REQUIRED WORK. Lay out the material below as a JSON list of strings, one string per line, with blank lines left out. Begin with the line that contains "Each instance receives a single keypoint. Tag the dark textured" and go on through the end of the material.

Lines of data
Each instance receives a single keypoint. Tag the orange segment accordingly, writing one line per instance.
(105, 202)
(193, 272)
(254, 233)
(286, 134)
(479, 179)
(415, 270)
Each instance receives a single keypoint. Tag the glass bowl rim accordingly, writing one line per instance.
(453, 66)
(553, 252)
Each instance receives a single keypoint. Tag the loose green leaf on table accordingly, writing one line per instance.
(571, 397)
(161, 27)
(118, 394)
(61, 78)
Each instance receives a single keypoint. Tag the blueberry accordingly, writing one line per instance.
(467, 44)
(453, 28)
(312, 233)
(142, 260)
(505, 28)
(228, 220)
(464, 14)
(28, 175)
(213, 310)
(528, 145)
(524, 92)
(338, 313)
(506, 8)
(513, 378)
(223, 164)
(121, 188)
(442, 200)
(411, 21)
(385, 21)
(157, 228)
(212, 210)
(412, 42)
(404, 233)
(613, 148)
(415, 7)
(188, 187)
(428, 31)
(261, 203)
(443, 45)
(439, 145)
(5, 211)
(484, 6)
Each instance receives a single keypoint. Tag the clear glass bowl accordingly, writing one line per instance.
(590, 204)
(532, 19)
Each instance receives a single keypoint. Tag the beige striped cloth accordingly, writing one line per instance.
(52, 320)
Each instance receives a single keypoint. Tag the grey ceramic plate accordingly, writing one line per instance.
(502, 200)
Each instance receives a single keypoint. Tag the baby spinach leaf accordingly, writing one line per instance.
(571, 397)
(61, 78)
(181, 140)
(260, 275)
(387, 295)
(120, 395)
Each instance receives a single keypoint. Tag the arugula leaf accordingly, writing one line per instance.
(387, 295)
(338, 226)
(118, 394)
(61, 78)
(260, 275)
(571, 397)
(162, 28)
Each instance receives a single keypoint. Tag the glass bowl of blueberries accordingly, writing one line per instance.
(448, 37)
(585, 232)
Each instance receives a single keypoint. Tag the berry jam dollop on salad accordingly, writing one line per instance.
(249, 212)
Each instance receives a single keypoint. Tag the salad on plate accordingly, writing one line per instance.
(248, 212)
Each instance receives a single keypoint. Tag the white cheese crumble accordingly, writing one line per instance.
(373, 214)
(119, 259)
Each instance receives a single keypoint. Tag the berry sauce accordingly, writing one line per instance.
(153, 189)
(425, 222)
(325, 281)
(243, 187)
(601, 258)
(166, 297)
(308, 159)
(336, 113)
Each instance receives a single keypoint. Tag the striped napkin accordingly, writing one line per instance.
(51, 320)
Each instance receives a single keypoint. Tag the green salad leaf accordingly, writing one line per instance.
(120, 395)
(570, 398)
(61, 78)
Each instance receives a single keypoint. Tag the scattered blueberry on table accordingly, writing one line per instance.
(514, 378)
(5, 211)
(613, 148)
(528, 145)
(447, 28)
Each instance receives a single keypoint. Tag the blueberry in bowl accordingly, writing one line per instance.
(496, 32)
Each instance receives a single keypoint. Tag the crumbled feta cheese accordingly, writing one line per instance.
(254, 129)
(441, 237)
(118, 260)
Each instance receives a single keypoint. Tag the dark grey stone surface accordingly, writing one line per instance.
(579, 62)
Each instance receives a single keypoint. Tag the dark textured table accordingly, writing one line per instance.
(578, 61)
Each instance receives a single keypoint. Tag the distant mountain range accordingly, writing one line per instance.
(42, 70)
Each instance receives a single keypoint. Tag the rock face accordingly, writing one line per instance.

EXPECTED OUTPUT.
[
  "Each instance receives a single keypoint. Tag the dark textured table accordingly, writing one line per instance.",
  "(578, 61)",
  "Each instance receives a single keypoint. Tag the distant mountain range accordingly, writing one line per instance.",
  "(42, 70)",
  "Each instance receives a single keypoint. Tag the rock face accordingly, writing one line per instance."
]